TRECHO DA PÁGINA:

---------------

*A VIDA PASSA, PASSARELANDO* - IN "PARTITURAS DO ESPÍRITO" - 01 DE MARÇO DE 2017** - PINTURA: Graça Fontis/PROSA: Manoel Ferreira Neto


Desejo ir, além do conhecido, do sabido, quero ultrapassar o tempo e a luz, num momento de começo ou de fim, num instante de tudo ou nada, contudo estou estático, sou a vil matéria, sou resíduo, sou vestígio, sou memórias de um tempo de coronéis, jagunços, de assassinatos para que o sangue fosse visto correndo vivo e quente, de princípios radicais e insensíveis, sou inconseqüente em mim mesmo, sou destemido frente às ameaças, pressões, frente aos preconceitos e discriminações sou a lâmina do machado que corta a lenha, não bato de lado, pelas costas, bato de frente, noutras palavras, não como angu quente pelas beiradas, enfio a colher no meio, sopro antes de levá-la à boca, não sou imbecil para queimar a boca e a língua, e quando sopro destilo nos ares da crítica a realidade de todas as hipocrisias conhecidas e inconscientes – “o artista é a origem da obra e a obra é a origem do artista” dissera filósofo alemão, com quem aprendi a separar os sufixos das palavras com hífen, a trans-gredir as normas da separação de sílabas em busca de categorias e pó-esia, de pó-iésis e trans-cendências, o que apreendi e aprendi levo a critério, auxilia-me nos mergulhos profundos de verbos e essências.
Perco-me no ponto que sou: de partida ou de fim, metamorfoseando-me na busca do ser, da auto-explicação. Trilharei apenas as mesmas pegadas, os mesmos rastros que me legaram, que me conduzirão impreterivelmente ao mesmo NADA? Se ad-mito haver vindo do nada e ao nada re-tornarei, esse questionamento a priori já está respondido, mas a máxima diz: “Antes o nada, depois o cosmos”. O cosmos se faz na continuidade das buscas, realizações, encontros e des-encontros, é a realidade da vida, é o real da exis-“t”-encia, nem Deus diz que não devo, não me é permitido, sentir o simples de minha vida.
Todo tempo só em ser-tempo é fim não começo. O tempo engendra a morte, e a morte gera os deuses e, plenos de esperança e medo, oficiamos rituais, inventamos palavras mágicas, criamos idéias esplendorosas, fazemos poemas, ridículos poemas que o vento mistura, confunde e dispersa no ar... O tempo é uma invenção da morte: não o conhece a vida – a verdadeira – em que basta um instante de versos e estrofes para nos dar a eternidade inteira, a infinitude plena, a efemeridade do re-nascer cheio de outras ilusões e verdades. Inteira, sim, porque essa vida eterna somente por si mesma é dividida, dividida entre as contingências e os ideais.

---------------

LINHAS DE DADOS:
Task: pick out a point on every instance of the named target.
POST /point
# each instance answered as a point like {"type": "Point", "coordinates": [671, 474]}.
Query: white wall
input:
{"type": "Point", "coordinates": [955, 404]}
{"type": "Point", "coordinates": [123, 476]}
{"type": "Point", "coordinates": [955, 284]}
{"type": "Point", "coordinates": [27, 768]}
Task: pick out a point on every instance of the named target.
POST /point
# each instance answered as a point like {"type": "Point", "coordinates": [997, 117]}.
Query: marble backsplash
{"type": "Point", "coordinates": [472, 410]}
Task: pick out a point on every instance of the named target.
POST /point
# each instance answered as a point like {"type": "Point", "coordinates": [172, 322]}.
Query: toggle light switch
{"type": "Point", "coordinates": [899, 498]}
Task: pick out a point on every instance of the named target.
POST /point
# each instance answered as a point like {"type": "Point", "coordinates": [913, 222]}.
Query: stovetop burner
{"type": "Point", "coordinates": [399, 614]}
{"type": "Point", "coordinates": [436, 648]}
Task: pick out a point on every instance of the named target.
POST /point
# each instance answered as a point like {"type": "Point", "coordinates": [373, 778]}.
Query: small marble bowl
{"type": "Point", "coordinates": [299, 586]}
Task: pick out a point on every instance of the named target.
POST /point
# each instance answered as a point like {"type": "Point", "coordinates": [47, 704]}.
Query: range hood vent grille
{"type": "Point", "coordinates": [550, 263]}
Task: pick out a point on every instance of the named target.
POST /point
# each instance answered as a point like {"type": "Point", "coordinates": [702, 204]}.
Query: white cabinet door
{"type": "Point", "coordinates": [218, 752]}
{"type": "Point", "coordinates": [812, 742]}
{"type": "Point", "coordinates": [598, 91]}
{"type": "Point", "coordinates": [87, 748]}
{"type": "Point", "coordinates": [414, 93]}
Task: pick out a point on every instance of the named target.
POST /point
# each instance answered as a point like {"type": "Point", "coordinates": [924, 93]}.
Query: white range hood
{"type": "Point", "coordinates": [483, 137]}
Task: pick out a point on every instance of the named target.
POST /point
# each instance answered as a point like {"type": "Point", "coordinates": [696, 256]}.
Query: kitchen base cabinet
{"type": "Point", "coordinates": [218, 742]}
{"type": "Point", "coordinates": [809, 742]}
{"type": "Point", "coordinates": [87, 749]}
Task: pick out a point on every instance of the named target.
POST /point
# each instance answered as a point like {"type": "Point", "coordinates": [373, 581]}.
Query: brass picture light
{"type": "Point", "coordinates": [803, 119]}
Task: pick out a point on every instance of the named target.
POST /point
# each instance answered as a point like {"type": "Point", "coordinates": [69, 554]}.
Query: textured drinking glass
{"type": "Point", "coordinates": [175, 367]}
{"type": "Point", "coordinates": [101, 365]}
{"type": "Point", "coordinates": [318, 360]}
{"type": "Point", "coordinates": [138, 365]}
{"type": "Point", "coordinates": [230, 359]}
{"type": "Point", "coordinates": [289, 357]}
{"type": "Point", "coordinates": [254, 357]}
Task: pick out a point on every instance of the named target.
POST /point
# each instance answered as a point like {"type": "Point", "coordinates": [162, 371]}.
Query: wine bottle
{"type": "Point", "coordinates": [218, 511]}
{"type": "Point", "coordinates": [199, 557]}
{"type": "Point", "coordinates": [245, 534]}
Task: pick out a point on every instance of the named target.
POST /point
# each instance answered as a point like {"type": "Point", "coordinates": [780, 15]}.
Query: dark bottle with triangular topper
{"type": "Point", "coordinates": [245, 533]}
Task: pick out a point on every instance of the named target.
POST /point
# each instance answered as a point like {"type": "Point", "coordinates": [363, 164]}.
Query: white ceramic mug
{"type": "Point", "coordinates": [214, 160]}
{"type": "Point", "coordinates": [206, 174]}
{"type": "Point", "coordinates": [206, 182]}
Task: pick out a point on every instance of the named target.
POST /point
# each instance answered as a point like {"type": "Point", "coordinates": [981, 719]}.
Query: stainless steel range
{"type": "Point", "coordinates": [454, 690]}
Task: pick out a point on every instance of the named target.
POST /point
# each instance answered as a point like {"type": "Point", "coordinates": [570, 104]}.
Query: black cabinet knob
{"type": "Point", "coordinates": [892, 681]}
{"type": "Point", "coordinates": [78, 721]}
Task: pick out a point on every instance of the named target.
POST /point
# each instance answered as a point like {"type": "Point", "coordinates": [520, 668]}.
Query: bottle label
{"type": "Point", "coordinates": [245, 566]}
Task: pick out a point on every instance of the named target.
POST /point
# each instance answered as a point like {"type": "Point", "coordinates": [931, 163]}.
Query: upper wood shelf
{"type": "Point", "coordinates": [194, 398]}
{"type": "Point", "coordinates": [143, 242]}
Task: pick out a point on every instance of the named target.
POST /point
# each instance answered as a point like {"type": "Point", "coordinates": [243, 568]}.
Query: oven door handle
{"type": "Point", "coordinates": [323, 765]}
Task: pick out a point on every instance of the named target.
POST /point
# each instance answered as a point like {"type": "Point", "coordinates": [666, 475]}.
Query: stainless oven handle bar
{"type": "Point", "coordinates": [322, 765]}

---------------

INSTRUÇÕES:
a – Cite a parte do trecho entre "Perco-me no ponto" e "de minha vida.", inclusive.
b – Segundo o trecho, o que fazemos "plenos de esperança e medo"? Liste todas as ações.
A listagem vem de uma fonte diferente da do trecho.

RESULTADOS:
a –
Perco-me no ponto que sou: de partida ou de fim, metamorfoseando-me na busca do ser, da auto-explicação. Trilharei apenas as mesmas pegadas, os mesmos rastros que me legaram, que me conduzirão impreterivelmente ao mesmo NADA? Se ad-mito haver vindo do nada e ao nada re-tornarei, esse questionamento a priori já está respondido, mas a máxima diz: “Antes o nada, depois o cosmos”. O cosmos se faz na continuidade das buscas, realizações, encontros e des-encontros, é a realidade da vida, é o real da exis-“t”-encia, nem Deus diz que não devo, não me é permitido, sentir o simples de minha vida.

b –
- oficiamos rituais
- inventamos palavras mágicas
- criamos idéias esplendorosas
- fazemos poemas